__TASK DETAILS__.
Send back the records in full, character for character.

──────── EXTRACTED MATERIAL

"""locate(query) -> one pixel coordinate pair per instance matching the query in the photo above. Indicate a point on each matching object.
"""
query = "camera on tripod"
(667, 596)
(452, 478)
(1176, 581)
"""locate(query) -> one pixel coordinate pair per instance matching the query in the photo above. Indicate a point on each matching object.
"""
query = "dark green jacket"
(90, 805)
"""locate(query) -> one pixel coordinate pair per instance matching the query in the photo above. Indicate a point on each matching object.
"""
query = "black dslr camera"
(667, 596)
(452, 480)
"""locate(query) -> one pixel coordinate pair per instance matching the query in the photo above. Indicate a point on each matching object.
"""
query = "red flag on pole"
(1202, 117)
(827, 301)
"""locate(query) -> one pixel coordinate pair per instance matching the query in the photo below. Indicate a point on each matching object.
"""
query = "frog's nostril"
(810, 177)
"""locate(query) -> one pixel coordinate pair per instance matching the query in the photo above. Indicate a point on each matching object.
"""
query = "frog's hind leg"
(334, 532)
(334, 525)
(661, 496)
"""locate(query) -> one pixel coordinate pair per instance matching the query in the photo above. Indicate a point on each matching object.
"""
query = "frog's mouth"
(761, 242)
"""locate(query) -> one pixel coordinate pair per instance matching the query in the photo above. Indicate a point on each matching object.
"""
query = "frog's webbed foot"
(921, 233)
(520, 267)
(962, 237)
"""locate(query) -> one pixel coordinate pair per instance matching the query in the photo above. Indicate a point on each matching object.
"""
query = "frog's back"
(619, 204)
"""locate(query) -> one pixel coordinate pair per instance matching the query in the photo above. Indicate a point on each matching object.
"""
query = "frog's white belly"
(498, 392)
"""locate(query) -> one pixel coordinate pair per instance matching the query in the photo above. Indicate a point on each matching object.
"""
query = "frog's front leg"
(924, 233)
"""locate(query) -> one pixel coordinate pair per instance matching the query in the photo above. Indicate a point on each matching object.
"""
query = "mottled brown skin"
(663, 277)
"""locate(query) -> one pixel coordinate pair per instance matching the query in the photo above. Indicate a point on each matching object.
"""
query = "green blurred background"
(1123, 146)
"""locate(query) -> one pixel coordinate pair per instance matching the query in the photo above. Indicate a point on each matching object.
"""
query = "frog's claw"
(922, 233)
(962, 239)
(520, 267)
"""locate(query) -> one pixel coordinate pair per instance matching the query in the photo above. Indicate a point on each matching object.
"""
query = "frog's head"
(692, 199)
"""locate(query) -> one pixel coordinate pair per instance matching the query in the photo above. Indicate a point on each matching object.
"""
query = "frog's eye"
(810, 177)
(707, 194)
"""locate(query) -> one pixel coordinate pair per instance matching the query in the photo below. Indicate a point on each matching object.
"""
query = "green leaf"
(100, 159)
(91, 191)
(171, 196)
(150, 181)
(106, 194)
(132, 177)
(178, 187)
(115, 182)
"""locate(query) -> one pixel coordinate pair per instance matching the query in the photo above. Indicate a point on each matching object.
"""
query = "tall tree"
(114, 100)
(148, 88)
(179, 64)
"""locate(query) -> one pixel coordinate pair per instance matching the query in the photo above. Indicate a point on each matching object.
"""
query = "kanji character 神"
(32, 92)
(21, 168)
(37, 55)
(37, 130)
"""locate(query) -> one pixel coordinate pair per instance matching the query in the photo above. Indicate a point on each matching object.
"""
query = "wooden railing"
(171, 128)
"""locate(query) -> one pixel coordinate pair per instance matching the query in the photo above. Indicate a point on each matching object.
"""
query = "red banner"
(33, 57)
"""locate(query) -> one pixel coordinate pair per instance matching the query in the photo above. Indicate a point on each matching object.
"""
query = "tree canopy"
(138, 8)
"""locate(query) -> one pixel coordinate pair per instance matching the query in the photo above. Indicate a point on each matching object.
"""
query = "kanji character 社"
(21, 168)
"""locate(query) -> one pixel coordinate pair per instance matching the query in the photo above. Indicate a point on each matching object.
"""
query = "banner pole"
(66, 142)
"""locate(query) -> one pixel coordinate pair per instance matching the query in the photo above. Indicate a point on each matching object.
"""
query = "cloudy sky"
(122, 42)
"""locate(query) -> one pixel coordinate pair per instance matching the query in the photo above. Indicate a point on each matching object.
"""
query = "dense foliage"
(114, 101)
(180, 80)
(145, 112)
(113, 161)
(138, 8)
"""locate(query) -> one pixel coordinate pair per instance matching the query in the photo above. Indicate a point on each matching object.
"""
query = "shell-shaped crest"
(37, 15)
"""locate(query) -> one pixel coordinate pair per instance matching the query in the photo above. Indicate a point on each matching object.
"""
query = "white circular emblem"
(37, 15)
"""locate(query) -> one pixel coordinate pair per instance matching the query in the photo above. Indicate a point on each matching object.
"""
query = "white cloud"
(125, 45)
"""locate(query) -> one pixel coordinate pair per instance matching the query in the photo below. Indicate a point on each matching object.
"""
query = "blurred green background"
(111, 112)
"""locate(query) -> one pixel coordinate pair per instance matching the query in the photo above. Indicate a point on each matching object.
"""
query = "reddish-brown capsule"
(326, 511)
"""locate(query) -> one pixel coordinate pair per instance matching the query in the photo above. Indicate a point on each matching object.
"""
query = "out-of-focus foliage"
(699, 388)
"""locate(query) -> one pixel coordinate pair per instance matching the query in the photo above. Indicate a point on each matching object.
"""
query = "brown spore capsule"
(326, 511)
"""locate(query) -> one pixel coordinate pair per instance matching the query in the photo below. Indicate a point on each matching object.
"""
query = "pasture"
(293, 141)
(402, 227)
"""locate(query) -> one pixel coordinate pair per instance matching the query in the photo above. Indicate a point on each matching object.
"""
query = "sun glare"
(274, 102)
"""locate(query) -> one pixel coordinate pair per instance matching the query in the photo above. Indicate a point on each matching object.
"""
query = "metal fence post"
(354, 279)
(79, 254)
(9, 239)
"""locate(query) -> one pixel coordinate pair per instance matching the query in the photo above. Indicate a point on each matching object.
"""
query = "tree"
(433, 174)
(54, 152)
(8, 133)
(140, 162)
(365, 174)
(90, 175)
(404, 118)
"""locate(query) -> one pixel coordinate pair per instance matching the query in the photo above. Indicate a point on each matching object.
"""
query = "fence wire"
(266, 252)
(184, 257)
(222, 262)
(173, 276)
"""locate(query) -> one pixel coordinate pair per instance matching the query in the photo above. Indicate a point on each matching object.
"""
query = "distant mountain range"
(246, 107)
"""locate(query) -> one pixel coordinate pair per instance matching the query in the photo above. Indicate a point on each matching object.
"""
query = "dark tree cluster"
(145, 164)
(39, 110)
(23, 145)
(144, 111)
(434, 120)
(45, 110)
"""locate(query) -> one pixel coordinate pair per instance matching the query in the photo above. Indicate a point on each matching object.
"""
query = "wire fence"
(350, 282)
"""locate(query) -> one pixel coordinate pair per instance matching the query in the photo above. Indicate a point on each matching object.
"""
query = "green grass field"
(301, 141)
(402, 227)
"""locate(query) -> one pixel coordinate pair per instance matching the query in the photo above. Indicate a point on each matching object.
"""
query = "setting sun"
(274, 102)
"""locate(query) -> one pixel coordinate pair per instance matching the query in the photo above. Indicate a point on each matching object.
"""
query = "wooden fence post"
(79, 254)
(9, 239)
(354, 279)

────────────────

__SOLVED EXERCISE__.
"""locate(query) -> one pixel coordinate pair per instance matching the query in the photo above. Indicate a point on each matching object.
"""
query = "camera on tripod"
(667, 596)
(452, 478)
(1176, 581)
"""locate(query) -> one pixel coordinate pair per instance matching the query in the photo above. Indicate a point on each matching object.
"""
query = "dark green jacket"
(90, 805)
"""locate(query) -> one pixel coordinate pair per instance matching the query in the photo above. Indicate a point on each matching object.
"""
query = "black dslr camera"
(667, 596)
(452, 480)
"""locate(query) -> one pixel coordinate pair per instance matching the query in the photo above. Indicate a point on each matching object.
"""
query = "red flag on pole"
(1202, 117)
(827, 301)
"""locate(query) -> one pixel coordinate pair per instance matching the query in the photo below. Indicate a point on each matching object.
"""
query = "frog's nostril"
(810, 177)
"""locate(query) -> one pixel coordinate pair per instance matching the query in the photo above. Indicate a point on each matching object.
"""
query = "frog's hind leg"
(334, 532)
(334, 525)
(661, 496)
"""locate(query) -> one pixel coordinate pair per instance matching the query in the photo above. Indicate a point on each matching object.
"""
query = "frog's mouth"
(761, 242)
"""locate(query) -> one pixel coordinate pair per instance matching the query in the photo above. Indicate a point on each matching object.
"""
query = "frog's webbed foot"
(921, 233)
(520, 267)
(962, 237)
"""locate(query) -> one pixel coordinate pair per instance matching the query in the photo above. Indicate a point on each matching object.
"""
query = "frog's back"
(619, 204)
"""locate(query) -> one pixel coordinate pair per instance matching the query in the photo above. Indicate a point on each matching object.
"""
query = "frog's white belly"
(498, 392)
"""locate(query) -> one pixel coordinate pair per instance matching the query in the photo above. Indicate a point on each matching object.
"""
query = "frog's front leg"
(924, 233)
"""locate(query) -> one pixel coordinate pair per instance matching the query in the photo above. Indicate a point on each matching object.
"""
query = "mottled brown skin"
(663, 277)
"""locate(query) -> one pixel coordinate pair per instance matching the query in the photo above. Indicate a point on each matching object.
"""
query = "green blurred background"
(1123, 146)
"""locate(query) -> one pixel coordinate pair per instance matching the query in the photo above. Indicate a point on each matching object.
"""
query = "frog's claw"
(922, 233)
(962, 239)
(520, 267)
"""locate(query) -> one pixel coordinate pair per instance matching the query in the photo above. Indicate a point on each matching object.
"""
query = "frog's head"
(692, 199)
"""locate(query) -> one pixel coordinate pair per instance matching the query in the photo above. Indicate a point on each matching object.
"""
query = "frog's eye"
(810, 177)
(707, 194)
"""locate(query) -> one pixel coordinate pair per instance matching the query in the photo below. Indicate a point on each matching object.
"""
query = "green leaf"
(100, 159)
(91, 191)
(171, 196)
(150, 181)
(106, 194)
(132, 177)
(178, 187)
(115, 182)
"""locate(query) -> one pixel coordinate pair per instance matching the query in the photo above. Indicate a point on each matching object.
"""
query = "tall tree"
(114, 100)
(148, 88)
(179, 64)
"""locate(query) -> one pixel coordinate pair per instance matching the query in the photo above. Indicate a point on each matching object.
"""
query = "kanji character 神"
(32, 92)
(21, 168)
(37, 55)
(37, 130)
"""locate(query) -> one pixel coordinate pair per instance matching the query in the photo above. Indicate a point on each matching object.
"""
query = "wooden railing"
(171, 128)
"""locate(query) -> one pixel coordinate pair per instance matching the query in the photo above. Indicate a point on each matching object.
"""
query = "red banner"
(33, 57)
"""locate(query) -> one pixel coordinate pair per instance matching the query in the photo above. Indicate a point on each matching object.
"""
query = "tree canopy"
(138, 8)
"""locate(query) -> one pixel coordinate pair per instance matching the query in the photo above. Indicate a point on each matching object.
"""
query = "kanji character 社"
(21, 168)
"""locate(query) -> one pixel coordinate pair per instance matching the query in the photo above. Indicate a point on each matching object.
"""
query = "banner pole"
(66, 142)
"""locate(query) -> one pixel coordinate pair per instance matching the query in the photo above. Indicate a point on each matching object.
"""
query = "cloudy sky"
(122, 42)
"""locate(query) -> one pixel coordinate pair per instance matching the query in the photo above. Indicate a point on each matching object.
"""
query = "dense foliage"
(114, 101)
(180, 80)
(145, 112)
(113, 161)
(138, 8)
"""locate(query) -> one pixel coordinate pair per instance matching the query in the photo above. Indicate a point on each matching object.
"""
query = "shell-shaped crest"
(37, 15)
"""locate(query) -> one pixel coordinate pair per instance matching the query in the photo above. Indicate a point on each matching object.
"""
query = "white circular emblem"
(37, 15)
"""locate(query) -> one pixel coordinate pair per instance matching the query in the photo above. Indicate a point on each matching object.
"""
query = "white cloud"
(125, 45)
"""locate(query) -> one pixel coordinate pair per instance matching the query in the photo below. Indicate a point on each matching object.
"""
query = "blurred green background"
(111, 112)
"""locate(query) -> one pixel coordinate pair per instance matching the query in the photo above. Indicate a point on each matching object.
"""
query = "reddish-brown capsule"
(326, 511)
"""locate(query) -> one pixel coordinate pair per instance matching the query in the photo above. Indicate a point on each matching object.
"""
query = "out-of-focus foliage"
(699, 388)
"""locate(query) -> one pixel coordinate pair per instance matching the query in the photo above. Indicate a point on each matching object.
"""
query = "brown spore capsule"
(326, 511)
"""locate(query) -> one pixel coordinate pair per instance matching the query in the photo below. Indicate a point on each matching object.
"""
query = "pasture"
(293, 141)
(402, 227)
"""locate(query) -> one pixel coordinate pair per instance matching the query in the photo above. Indicate a point on each matching object.
"""
query = "sun glare"
(274, 102)
"""locate(query) -> one pixel coordinate pair per instance matching the query in the photo above. Indicate a point on each matching object.
"""
query = "metal fence post"
(354, 279)
(79, 254)
(9, 239)
"""locate(query) -> one pixel coordinate pair per instance matching the query in the photo above. Indicate a point on each matching object.
"""
query = "tree"
(433, 174)
(54, 152)
(8, 133)
(140, 162)
(365, 174)
(90, 175)
(404, 118)
"""locate(query) -> one pixel coordinate pair per instance matching the query in the photo above. Indicate a point on each matching object.
"""
query = "fence wire"
(266, 252)
(184, 257)
(222, 262)
(173, 276)
"""locate(query) -> one pixel coordinate pair per instance matching the query in the photo above. Indicate a point on each matching object.
"""
query = "distant mountain range"
(246, 107)
"""locate(query) -> one pixel coordinate pair per instance matching the query in the photo above. Indicate a point on each matching object.
"""
query = "dark tree cluster"
(145, 164)
(39, 110)
(23, 145)
(144, 111)
(434, 120)
(45, 110)
"""locate(query) -> one pixel coordinate pair per instance matching the query in the photo above. Indicate a point on each matching object.
"""
query = "wire fence"
(350, 282)
"""locate(query) -> one pixel coordinate pair per instance matching the query in the photo above. Indicate a point on each matching object.
"""
query = "green grass field"
(301, 141)
(402, 227)
"""locate(query) -> one pixel coordinate pair per instance matching the query in the photo above. Indicate a point on each matching object.
"""
query = "setting sun"
(274, 102)
"""locate(query) -> one pixel coordinate pair per instance matching the query in the photo above. Indicate a point on each matching object.
"""
query = "wooden fence post"
(79, 254)
(9, 239)
(354, 279)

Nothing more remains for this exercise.